--- Source data Enclosed Below ---
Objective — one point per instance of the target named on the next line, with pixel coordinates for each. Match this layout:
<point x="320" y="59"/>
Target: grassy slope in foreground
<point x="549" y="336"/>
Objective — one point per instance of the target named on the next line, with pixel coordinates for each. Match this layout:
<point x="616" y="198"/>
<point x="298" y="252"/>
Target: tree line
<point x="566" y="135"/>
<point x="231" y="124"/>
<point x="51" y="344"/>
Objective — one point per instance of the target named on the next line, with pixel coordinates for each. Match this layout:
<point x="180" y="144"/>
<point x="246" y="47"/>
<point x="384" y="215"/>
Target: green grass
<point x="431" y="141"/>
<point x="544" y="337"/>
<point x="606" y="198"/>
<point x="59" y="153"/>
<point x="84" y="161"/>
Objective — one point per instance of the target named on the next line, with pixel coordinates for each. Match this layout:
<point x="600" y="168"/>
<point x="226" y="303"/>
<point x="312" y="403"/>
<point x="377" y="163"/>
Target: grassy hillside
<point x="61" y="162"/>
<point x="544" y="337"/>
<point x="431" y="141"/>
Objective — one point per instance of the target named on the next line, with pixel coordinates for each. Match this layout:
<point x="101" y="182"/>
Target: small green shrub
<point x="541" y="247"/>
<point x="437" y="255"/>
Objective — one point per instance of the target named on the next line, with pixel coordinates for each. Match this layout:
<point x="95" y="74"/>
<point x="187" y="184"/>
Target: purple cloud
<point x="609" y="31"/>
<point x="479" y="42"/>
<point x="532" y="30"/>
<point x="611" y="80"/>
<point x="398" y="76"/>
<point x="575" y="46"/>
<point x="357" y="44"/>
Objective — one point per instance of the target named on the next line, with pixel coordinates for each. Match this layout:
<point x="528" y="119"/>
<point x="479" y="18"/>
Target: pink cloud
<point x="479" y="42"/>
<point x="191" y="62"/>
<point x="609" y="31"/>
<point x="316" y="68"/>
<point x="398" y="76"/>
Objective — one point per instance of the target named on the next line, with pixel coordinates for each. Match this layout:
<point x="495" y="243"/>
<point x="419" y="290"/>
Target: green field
--- End of Enclosed Source data ---
-- Work to complete --
Each record is to be given again in full, exactly as it reads.

-- Result of this exercise --
Objective — one point per instance of the target named on the next line, with pixel coordinates for each. Match this layout:
<point x="320" y="59"/>
Target: grassy slope in foreground
<point x="549" y="336"/>
Objective — one point per instance of the target named on the next line, with pixel coordinates for each. Match this layout:
<point x="616" y="198"/>
<point x="298" y="252"/>
Target: tree line
<point x="566" y="135"/>
<point x="231" y="124"/>
<point x="51" y="344"/>
Objective — one point per instance of the target named on the next line, with pixel coordinates for each. Match this layout:
<point x="180" y="144"/>
<point x="246" y="47"/>
<point x="384" y="215"/>
Target: green grass
<point x="431" y="141"/>
<point x="544" y="337"/>
<point x="606" y="198"/>
<point x="59" y="153"/>
<point x="84" y="161"/>
Objective — one point per instance of the target named on the next line, with pixel coordinates for each. Match this layout:
<point x="600" y="168"/>
<point x="226" y="303"/>
<point x="312" y="403"/>
<point x="377" y="163"/>
Target: grassy hillside
<point x="61" y="162"/>
<point x="544" y="337"/>
<point x="431" y="141"/>
Objective — one point per instance of the target named on the next line, with pixel coordinates for each. Match this layout:
<point x="101" y="182"/>
Target: small green shrub
<point x="541" y="247"/>
<point x="437" y="255"/>
Objective — one point per instance of the target named on the next line, with pixel coordinates for each. Match this layout:
<point x="95" y="74"/>
<point x="187" y="184"/>
Target: purple cloud
<point x="609" y="31"/>
<point x="479" y="42"/>
<point x="532" y="30"/>
<point x="611" y="80"/>
<point x="398" y="76"/>
<point x="575" y="46"/>
<point x="357" y="44"/>
Objective — one point per instance of the target named on the next line, with pixel coordinates for each. Match this layout:
<point x="528" y="119"/>
<point x="479" y="18"/>
Target: pink cloud
<point x="479" y="42"/>
<point x="191" y="62"/>
<point x="609" y="31"/>
<point x="316" y="68"/>
<point x="398" y="76"/>
Objective — one point per instance of the target named on the next line, with pixel coordinates for each. Match this layout:
<point x="495" y="243"/>
<point x="419" y="290"/>
Target: green field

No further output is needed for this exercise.